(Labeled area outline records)

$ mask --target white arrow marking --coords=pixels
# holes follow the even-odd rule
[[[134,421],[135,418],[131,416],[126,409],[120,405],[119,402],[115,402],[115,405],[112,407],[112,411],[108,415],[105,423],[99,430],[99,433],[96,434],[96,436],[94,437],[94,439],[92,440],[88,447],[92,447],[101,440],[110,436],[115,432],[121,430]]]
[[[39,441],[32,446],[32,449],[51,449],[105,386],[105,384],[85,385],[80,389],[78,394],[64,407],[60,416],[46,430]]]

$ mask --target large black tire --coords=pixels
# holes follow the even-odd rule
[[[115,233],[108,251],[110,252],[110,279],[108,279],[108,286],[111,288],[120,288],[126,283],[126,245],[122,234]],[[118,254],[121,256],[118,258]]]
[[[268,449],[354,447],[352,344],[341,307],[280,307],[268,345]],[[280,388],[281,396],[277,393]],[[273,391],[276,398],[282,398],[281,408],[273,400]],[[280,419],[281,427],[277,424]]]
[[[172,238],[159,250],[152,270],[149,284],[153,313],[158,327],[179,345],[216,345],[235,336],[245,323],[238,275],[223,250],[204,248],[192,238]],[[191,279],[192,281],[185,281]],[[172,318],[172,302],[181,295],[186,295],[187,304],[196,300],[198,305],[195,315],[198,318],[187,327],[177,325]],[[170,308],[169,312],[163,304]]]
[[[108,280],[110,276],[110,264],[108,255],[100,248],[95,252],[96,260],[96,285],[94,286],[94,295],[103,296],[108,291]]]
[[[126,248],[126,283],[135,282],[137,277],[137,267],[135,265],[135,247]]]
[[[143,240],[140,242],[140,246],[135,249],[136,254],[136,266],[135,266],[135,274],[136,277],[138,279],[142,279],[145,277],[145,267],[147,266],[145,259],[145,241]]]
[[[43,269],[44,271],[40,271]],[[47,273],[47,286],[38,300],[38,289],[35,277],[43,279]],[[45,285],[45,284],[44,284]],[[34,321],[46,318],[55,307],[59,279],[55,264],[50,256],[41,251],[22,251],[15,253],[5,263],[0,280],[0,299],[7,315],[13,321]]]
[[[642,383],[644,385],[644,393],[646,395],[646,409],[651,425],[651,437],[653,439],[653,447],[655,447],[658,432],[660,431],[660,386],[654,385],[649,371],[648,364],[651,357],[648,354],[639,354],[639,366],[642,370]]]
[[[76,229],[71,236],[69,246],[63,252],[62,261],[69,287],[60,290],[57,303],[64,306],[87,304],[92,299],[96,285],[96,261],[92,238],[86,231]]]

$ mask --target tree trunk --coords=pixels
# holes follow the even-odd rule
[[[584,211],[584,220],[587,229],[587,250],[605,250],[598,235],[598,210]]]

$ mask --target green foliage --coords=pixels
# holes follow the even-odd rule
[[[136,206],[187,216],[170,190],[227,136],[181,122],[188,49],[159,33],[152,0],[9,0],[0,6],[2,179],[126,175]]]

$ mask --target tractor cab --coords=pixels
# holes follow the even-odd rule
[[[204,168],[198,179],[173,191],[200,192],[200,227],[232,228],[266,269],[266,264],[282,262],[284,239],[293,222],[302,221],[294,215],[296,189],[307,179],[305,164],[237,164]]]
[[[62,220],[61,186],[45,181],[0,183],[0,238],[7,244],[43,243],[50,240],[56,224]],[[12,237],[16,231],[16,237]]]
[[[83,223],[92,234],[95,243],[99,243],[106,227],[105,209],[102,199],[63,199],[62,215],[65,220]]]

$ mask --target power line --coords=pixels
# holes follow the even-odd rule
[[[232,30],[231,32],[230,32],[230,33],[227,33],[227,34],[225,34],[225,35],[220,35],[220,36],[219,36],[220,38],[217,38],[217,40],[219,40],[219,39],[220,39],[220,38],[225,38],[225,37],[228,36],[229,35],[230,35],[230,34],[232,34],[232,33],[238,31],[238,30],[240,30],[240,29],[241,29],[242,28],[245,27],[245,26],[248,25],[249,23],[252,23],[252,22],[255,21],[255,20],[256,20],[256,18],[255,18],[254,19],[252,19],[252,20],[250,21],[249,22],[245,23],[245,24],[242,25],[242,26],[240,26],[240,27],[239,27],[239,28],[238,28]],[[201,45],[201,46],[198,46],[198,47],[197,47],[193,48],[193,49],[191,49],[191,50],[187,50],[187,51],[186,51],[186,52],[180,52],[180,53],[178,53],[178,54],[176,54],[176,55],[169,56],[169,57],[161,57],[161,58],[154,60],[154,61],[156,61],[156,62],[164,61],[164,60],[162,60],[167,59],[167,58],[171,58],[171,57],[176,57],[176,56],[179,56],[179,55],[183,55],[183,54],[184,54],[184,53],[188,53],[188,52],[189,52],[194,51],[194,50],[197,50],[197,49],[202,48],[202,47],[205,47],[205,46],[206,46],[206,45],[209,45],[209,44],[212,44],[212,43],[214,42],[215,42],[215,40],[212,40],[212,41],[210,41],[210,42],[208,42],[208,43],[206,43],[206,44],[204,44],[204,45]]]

| SHORT PROBLEM |
Copy out the lines starting at the one containing "green foliage --coords=pixels" and ending at the last line of the records, both ends included.

| WRITTEN SOLUTION |
$ mask --target green foliage --coords=pixels
# holes follow the even-odd rule
[[[136,206],[187,216],[170,190],[227,136],[181,122],[188,49],[159,33],[152,0],[9,0],[0,6],[2,179],[126,175]]]

$ mask --target tractor cab --coords=pixels
# holes follow the even-odd rule
[[[204,168],[198,179],[173,191],[200,192],[200,227],[232,228],[266,269],[266,264],[282,262],[284,239],[293,222],[302,221],[294,215],[296,189],[307,179],[305,164],[237,164]]]
[[[62,220],[61,186],[45,181],[0,183],[0,238],[7,244],[43,243],[50,240],[56,224]],[[12,237],[16,231],[16,237]]]
[[[83,223],[92,234],[95,243],[99,243],[106,227],[105,209],[102,199],[63,199],[62,215],[65,220]]]

$ mask --target power line --coords=pixels
# holes follow the even-odd rule
[[[232,30],[231,32],[230,32],[230,33],[227,33],[227,34],[225,34],[225,35],[220,35],[220,36],[219,36],[220,38],[217,38],[217,40],[219,40],[219,39],[220,39],[220,38],[225,38],[225,37],[228,36],[229,35],[230,35],[230,34],[232,34],[232,33],[238,31],[238,30],[240,30],[240,29],[241,29],[242,28],[245,27],[245,26],[248,25],[249,23],[252,23],[252,22],[255,21],[255,20],[256,20],[256,18],[255,18],[254,19],[252,19],[252,20],[250,21],[249,22],[245,23],[245,24],[242,25],[242,26],[240,26],[240,27],[239,27],[239,28],[238,28]],[[201,45],[201,46],[198,46],[198,47],[197,47],[193,48],[193,49],[191,49],[191,50],[187,50],[187,51],[186,51],[186,52],[180,52],[180,53],[178,53],[178,54],[176,54],[176,55],[169,56],[169,57],[161,57],[161,58],[154,60],[154,61],[156,61],[156,62],[164,61],[164,60],[162,60],[167,59],[167,58],[171,58],[171,57],[176,57],[176,56],[179,56],[179,55],[183,55],[183,54],[184,54],[184,53],[188,53],[188,52],[189,52],[194,51],[194,50],[197,50],[197,49],[202,48],[202,47],[205,47],[205,46],[206,46],[206,45],[209,45],[209,44],[212,44],[212,43],[214,42],[215,42],[215,40],[212,40],[212,41],[210,41],[210,42],[208,42],[208,43],[206,43],[206,44],[204,44],[204,45]]]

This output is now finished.